Listed records —
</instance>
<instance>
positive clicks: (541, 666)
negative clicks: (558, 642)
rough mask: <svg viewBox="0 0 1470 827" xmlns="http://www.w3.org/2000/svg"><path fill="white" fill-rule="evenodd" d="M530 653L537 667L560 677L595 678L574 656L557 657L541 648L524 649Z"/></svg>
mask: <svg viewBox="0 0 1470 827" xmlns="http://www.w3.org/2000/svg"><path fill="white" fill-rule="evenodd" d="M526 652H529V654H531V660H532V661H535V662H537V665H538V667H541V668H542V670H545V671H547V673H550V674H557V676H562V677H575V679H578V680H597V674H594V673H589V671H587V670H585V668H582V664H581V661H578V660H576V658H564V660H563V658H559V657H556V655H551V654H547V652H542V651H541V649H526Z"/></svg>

Problem details — Put every line from the start of the items through the line containing "rough mask: <svg", including that line, into a JSON list of strings with one string per line, omitting blank lines.

Output below —
[
  "</instance>",
  "<instance>",
  "positive clicks: (541, 666)",
  "negative clicks: (558, 642)",
  "rough mask: <svg viewBox=\"0 0 1470 827\" xmlns=\"http://www.w3.org/2000/svg\"><path fill=\"white\" fill-rule=\"evenodd\" d=\"M530 653L537 667L560 677L595 678L574 656L557 657L541 648L524 649Z\"/></svg>"
]